EXTRACT:
________________________________________
Allegations Ben Roberts-Smith dragged a prisoner with a prosthetic leg outside an Afghan compound before machine-gunning him were backed up by numerous witnesses, a court has heard.

The decorated war veteran is appealing a Federal Court judgment that in June dismissed his defamation case over 2018 reports about his involvement in the murder of four unarmed prisoners while deployed in Afghanistan in 2009 and 2012.

On Tuesday, a barrister representing the newspapers behind the reports said allegations about the murder of a prisoner with a prosthetic leg outside a compound called Whiskey 108 had been corroborated by four soldiers.

Mr Roberts-Smith claims he shot the man legitimately because he was a Taliban insurgent.

But barrister Nicholas Owens SC said three witnesses gave “strikingly coherent accounts” of the 45-year-old ex-soldier manhandling the man before throwing him to the ground and machine-gunning him in 2009.

“All three of them support that coherent and essential narrative,” he told the Full Court.

A fourth witness said he had seen the body on the ground and recognised the man as a prisoner who had been brought out of a tunnel discovered in the Whiskey 108 compound.

The media reports were published by the Nine-owned Sydney Morning Herald and The Age, as well as The Canberra Times.
________________________________________
AVAILABLE DATA:
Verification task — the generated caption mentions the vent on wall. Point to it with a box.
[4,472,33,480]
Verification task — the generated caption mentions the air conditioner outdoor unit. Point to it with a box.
________________________________________
WORK TO COMPLETE:
- 1) Using the report on the Roberts-Smith appeal, answer:
(a) In which years was Ben Roberts-Smith deployed in Afghanistan?
(b) What is the name of the compound outside which the prisoner with a prosthetic leg was allegedly killed?
(c) Which publications published the media reports?
- 2) Carry on the report on the Roberts-Smith appeal after its last sentence.
The material plays no part in the work here.

OUTPUTS FOR THE TASKS:
- 1)
(a) 2009 and 2012.
(b) Whiskey 108.
(c) The Sydney Morning Herald, The Age and The Canberra Times.

- 2)
They alleged that, in addition to killing the man with the prosthetic leg, Mr Roberts-Smith also ordered a junior member of the SAS to kill another unarmed prisoner found in the Whiskey 108 tunnel in order to “blood the rookie.”

The Victoria Cross recipient does not dispute the killing occurred but claims the man was shot lawfully.

Mr Owens said there was a “powerful inference” the junior soldier, known as Person Four, had stopped to put a suppressor on his M4 rifle before shooting the man in the head.

“It is inconsistent with a legitimate engagement because it implies a level of premeditation,” he said.

“That is only consistent with the illegitimate nature of the killing, because there is no reason to conceal a killing which is a lawful engagement.”

Mr Roberts-Smith was also said to have kicked handcuffed prisoner Ali Jan off a cliff before dragging him across a creek bed and ordering his execution in a cornfield near the village of Darwan in September 2012.

Mr Owens said Afghan villagers called to give evidence about this killing should be believed because their version of what happened was consistent with what Australian soldiers had recalled.

The ex-SAS corporal also ordered the execution of a prisoner after a weapons cache was found in the village of Chinartu in October 2012, Justice Besanko found.

Mr Owens rejected Mr Roberts-Smith’s general attack on the findings, which said the allegations of war crimes reported in the media were substantially true.

He argued the judge had engaged in “thorough, detailed (and) careful” reasoning in his 2600-paragraph judgment.

The barrister urged the appeals court to dismiss arguments by Mr Roberts-Smith’s lawyers that Justice Besanko had not adequately explained why he had accepted certain pieces of evidence and rejected others.

“Obviously I can’t make such a facile submission as to say look how long this judgment is already, are you really saying it should be longer?” he said.

“One cannot seriously contend that this judgment does not reflect a very careful and thorough analysis of the issues, factual and legal, that were thrown up in a very complicated case.”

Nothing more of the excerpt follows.